■ **Kutipan Teks**

Selain itu, kondisi penyakit banjir yang dialami oleh masyarakat disejumlah pelosok kabupaten Aceh Barat juga telah menjadi penyakit kronis. Namun, terkesan tidak ada upaya pencegahan dilakukan Pemerintah, sementara banjir telah menjadi kopi pagi bagi masyarakat. “Sebenarnya hanya dengan diperlebar atau diluruskan saja koridor sungai itu, tentu keadaan

banjir dapat terminimalisirkan,” ujarnya.
Selain pembangunan sektor infrastruktur, lini pendidikan juga memiliki permasalahan tersendiri, sebab, wilayah Kecamatan Woyla Barat dan Woyla Timur mengalami kekurangan tenaga didik (Guru, red). Diharapkan, pemerintah dapat memperhatikan pembangunan pada sektor pendidikan, sebab generasi muda daerah

ini, merupakan harapan bangsa, ucapnya.

■ **Tugas Tertulis A**
Sunting kutipan tentang Aceh Barat: tulis ulang bagian antara "Selain pembangunan sektor" dan "harapan bangsa, ucapnya.", termasuk keduanya, dengan mengganti "tenaga didik" menjadi "tenaga pengajar".
■ **Tugas Tertulis B**
Lanjutkan kutipan tentang Aceh Barat mulai setelah kalimat terakhirnya.
Data yang menyusul tidak ada hubungannya dengan kutipan ini.

■ **Data Ditampilkan**

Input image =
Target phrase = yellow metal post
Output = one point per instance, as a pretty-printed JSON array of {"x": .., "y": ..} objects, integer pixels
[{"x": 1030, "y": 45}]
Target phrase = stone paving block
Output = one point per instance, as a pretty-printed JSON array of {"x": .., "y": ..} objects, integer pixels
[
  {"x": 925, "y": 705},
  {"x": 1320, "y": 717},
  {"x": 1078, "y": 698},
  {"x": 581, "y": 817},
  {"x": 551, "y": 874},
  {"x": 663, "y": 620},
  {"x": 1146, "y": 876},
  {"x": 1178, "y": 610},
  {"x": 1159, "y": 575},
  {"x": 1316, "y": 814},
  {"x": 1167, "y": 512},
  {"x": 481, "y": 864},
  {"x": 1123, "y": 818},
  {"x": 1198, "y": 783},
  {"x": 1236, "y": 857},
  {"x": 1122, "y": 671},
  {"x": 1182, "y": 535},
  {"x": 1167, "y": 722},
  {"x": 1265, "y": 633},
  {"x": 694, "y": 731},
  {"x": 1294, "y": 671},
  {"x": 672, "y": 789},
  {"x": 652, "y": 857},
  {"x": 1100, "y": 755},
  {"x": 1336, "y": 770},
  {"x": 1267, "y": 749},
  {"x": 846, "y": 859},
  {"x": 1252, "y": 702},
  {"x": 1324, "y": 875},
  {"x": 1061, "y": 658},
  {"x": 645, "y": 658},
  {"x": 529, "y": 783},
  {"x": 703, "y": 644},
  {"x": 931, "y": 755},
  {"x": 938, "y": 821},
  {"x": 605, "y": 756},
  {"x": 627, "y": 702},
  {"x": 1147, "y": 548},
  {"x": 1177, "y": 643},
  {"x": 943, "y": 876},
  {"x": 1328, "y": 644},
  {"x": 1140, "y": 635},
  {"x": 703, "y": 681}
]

■ **Jawaban Latihan A**
Selain pembangunan sektor infrastruktur, lini pendidikan juga memiliki permasalahan tersendiri, sebab, wilayah Kecamatan Woyla Barat dan Woyla Timur mengalami kekurangan tenaga pengajar (Guru, red). Diharapkan, pemerintah dapat memperhatikan pembangunan pada sektor pendidikan, sebab generasi muda daerah

ini, merupakan harapan bangsa, ucapnya.

■ **Jawaban Latihan B**
Sebenarnya, dengan Visi dan Misi pemimpin Aceh Barat sangat jelas memulai pembangunan dari Desa ke Kota. Tapi faktanya berkata lain. Banyak perbukiman memiliki infrastruktur memprihatinkan.

Contoh terlihat pada masyarakat Kecamatan Woyla Timur dan Woyla Induk. “Bagi masyarakat setempat, merasa belum merasakan kemerdekaan ini, layaknya sebuah permukiman lain di Aceh,” keluh Sabki. (den)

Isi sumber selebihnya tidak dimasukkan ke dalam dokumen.